SET OF TASKS
1 - In the article on Guangzhou's quality-assured chickens, what do the colors of the leg rings identify?
2 - From the article on Guangzhou's quality-assured chickens, return the passage starting with "As the first" and going on through "response, Fang said.", copied word for word.

EXTRACT TO READ
+---+

Disease-free chickens hit the market
GUANGZHOU: The first batch of 200,000 live, quality-assured chickens, which all wear coloured plastic rings around their feet, hit Guangzhou's markets on Friday, at a time when the threat of bird flu has kept poultry off many menus.
The ring-wearing chickens come from 10 designated poultry farms, which are located in four districts in Guangzhou.
The rings, which come in four colours (blue, red, yellow, and white), identify districts the chickens are from.
All the rings are also marked with figures between 001 and 010, which stand for the 10 individual farms that raise the birds.
Designed specifically for these birds, the rings cannot be taken off once they have been put on, preventing chicken traders from reusing them.
Rules also require designated farms to conduct health tests on all the chickens, including tests for immunity and bird flu antibodies. Every chicken comes with a file that has detailed information about its health.
According to Guangzhou Animal Epidemic Prevention Centre, the next batch of rings will have more anti-counterfeit features.
"I believe there are no fakes among the first batch," said Fang Gangzheng, the director of the centre. "We did not unveil the genuine rings until Thursday."
Fang said the cost of the rings is being shared between the government and the owners of the farms so that the price of the chickens remains stable.
As the first batch of ring-wearing chickens were far fewer than the public wanted to buy, they were available in only a few markets.
The government might increase the number of these chickens in the future, according to the market's response, Fang said.
"Since the government has banned on-the-spot live poultry slaughtering, I have suspended my business," a female poultry trader, who identified herself only as Lin, said. "All of the ring-wearing chickens were reserved a few days ago."
"I want to buy a ring-wearing chicken, but I do not know where to go," said Liu Xiu'e, a Guangzhou housewife.
She said the move would make it more likely she would eat chickens, but she suggested that the government publicize the list of markets that sell the quality-assured birds.
Since the provincial government banned on-the-spot live poultry slaughtering last week, government officials have inspected 4,914 wet markets and 32,000 poultry booths across the province.

+---+

INFORMATION SUPPLIED

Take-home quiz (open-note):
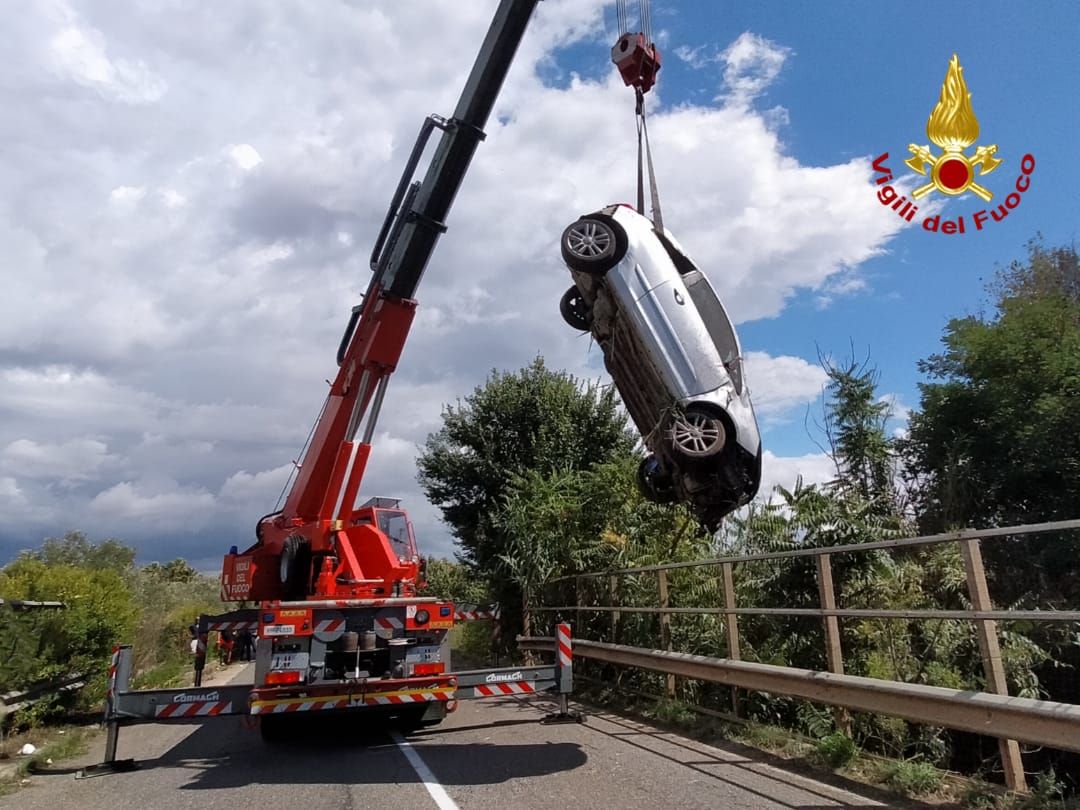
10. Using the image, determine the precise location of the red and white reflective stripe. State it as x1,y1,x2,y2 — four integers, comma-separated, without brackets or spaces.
364,690,454,706
259,698,349,714
555,624,573,666
252,689,454,714
454,605,499,622
454,610,499,622
207,622,259,631
106,647,120,700
153,700,232,719
315,619,345,633
476,680,537,698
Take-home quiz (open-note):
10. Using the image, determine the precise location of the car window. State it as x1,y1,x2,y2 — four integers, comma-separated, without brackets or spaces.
375,509,413,559
653,231,701,275
683,270,743,395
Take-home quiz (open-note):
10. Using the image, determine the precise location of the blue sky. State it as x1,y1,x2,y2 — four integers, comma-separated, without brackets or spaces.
0,0,1080,570
630,2,1080,455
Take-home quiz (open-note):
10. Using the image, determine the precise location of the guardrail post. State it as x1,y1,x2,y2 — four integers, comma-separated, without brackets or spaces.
815,554,851,735
720,563,741,717
657,569,675,698
960,539,1027,792
76,644,135,779
610,573,619,644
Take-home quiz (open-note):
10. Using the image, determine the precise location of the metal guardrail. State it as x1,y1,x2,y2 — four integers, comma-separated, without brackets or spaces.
0,673,86,717
550,518,1080,582
519,638,1080,752
534,519,1080,791
0,599,67,610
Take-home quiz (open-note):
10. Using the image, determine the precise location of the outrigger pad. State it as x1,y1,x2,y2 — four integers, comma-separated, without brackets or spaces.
540,712,585,726
75,759,138,779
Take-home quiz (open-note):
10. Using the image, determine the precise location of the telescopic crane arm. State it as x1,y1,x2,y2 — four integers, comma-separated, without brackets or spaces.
222,0,539,599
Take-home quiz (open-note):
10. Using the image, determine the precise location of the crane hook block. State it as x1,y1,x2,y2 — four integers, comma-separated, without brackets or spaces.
611,33,660,93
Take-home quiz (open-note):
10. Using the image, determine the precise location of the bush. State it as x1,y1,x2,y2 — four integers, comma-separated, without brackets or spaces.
887,759,945,796
816,731,859,768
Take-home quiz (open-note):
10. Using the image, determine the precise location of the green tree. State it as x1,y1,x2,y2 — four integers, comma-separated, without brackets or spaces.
21,531,135,576
141,557,199,582
423,559,491,605
903,241,1080,604
417,357,636,571
0,557,137,712
823,359,896,513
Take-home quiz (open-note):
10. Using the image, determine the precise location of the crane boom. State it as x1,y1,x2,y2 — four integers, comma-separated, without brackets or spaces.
221,0,539,600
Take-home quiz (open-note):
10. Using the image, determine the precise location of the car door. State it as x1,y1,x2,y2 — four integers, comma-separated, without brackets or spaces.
633,279,724,400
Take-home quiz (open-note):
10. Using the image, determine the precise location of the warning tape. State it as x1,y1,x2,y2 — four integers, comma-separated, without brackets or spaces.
555,624,573,666
315,619,345,633
454,605,499,622
153,700,232,719
106,647,120,701
251,689,454,714
474,680,537,698
206,622,259,632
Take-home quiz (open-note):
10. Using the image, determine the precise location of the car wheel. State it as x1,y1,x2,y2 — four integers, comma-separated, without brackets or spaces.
558,287,593,332
637,456,675,503
671,405,728,461
562,217,626,274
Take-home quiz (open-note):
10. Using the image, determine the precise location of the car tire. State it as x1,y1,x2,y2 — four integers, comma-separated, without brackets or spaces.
562,217,626,275
637,456,675,503
669,405,728,462
558,287,593,332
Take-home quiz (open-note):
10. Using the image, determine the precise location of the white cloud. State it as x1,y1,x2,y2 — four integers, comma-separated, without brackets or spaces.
757,450,836,500
0,438,118,482
720,31,792,107
227,144,262,172
745,352,828,422
0,0,900,562
50,19,167,104
87,481,214,531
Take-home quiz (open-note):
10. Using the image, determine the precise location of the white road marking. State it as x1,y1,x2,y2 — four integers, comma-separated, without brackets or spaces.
390,731,461,810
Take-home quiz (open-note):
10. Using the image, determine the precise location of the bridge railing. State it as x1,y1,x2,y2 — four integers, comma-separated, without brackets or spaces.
539,519,1080,791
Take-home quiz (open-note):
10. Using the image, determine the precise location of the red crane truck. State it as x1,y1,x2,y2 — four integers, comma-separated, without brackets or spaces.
83,0,580,775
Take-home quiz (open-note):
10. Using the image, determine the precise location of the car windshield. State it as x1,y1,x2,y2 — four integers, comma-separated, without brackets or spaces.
375,509,413,559
683,270,743,394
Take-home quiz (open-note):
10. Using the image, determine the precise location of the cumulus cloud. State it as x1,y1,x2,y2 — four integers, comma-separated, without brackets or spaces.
758,450,836,500
0,0,900,563
720,31,792,107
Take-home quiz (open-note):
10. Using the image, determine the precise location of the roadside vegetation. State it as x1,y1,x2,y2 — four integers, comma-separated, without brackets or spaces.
0,236,1080,810
419,241,1080,806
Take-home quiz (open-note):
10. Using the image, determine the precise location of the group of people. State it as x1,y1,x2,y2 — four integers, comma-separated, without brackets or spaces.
188,619,255,666
217,629,255,664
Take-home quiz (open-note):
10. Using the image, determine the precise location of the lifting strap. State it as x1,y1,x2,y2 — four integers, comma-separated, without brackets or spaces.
636,89,664,233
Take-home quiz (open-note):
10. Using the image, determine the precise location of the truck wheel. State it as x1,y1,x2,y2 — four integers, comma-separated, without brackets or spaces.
562,217,626,275
279,535,311,599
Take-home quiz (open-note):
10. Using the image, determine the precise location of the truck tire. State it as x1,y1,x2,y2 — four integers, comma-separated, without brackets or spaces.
280,535,311,599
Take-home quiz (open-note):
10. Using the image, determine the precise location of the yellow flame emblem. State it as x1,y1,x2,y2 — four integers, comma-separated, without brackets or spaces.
904,54,1001,202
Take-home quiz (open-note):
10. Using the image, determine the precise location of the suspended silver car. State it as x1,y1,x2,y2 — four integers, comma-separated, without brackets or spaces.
559,205,761,529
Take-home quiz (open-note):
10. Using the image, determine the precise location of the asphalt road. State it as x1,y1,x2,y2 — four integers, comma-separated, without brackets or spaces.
0,673,928,810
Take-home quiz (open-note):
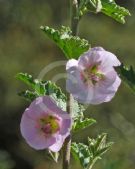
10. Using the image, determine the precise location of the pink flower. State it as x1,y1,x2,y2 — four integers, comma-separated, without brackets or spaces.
20,96,71,152
66,47,121,104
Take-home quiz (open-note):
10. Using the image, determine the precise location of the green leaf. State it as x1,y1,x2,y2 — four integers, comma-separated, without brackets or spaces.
18,90,38,102
40,26,90,59
73,117,96,131
88,133,113,168
115,64,135,92
71,142,90,169
16,73,66,110
71,133,112,169
79,0,130,24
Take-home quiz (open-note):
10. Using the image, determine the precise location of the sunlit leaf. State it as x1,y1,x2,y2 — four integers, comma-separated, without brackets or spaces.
71,133,112,169
79,0,130,23
41,26,90,59
115,64,135,92
71,143,90,169
73,117,96,131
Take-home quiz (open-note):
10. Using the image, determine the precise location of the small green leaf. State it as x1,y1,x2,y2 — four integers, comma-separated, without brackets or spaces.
71,134,112,169
71,143,90,169
73,118,96,131
88,133,113,168
40,26,90,59
16,73,66,110
115,64,135,93
79,0,130,23
18,90,38,102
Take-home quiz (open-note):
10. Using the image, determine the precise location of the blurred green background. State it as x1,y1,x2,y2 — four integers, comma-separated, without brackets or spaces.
0,0,135,169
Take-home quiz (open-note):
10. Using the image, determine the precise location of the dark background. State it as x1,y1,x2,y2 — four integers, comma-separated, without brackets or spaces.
0,0,135,169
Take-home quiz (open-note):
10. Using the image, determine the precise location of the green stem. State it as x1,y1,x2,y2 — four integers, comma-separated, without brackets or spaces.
63,0,79,169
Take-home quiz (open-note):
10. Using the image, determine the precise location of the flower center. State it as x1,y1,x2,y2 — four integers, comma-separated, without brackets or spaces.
40,115,59,135
82,65,104,85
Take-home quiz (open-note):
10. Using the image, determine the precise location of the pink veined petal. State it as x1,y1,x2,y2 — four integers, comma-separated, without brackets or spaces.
91,46,105,51
59,118,71,135
66,59,78,71
66,67,84,93
99,51,121,71
20,110,56,150
78,50,100,70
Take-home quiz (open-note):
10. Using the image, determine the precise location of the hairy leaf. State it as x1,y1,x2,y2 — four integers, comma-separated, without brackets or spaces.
73,117,96,131
79,0,130,23
18,90,38,102
115,64,135,92
71,143,90,169
71,134,112,169
41,26,90,59
16,73,66,110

+---+

EXPECTED RESULTS
1 - The districts the chickens come from.

2 -
As the first batch of ring-wearing chickens were far fewer than the public wanted to buy, they were available in only a few markets.
The government might increase the number of these chickens in the future, according to the market's response, Fang said.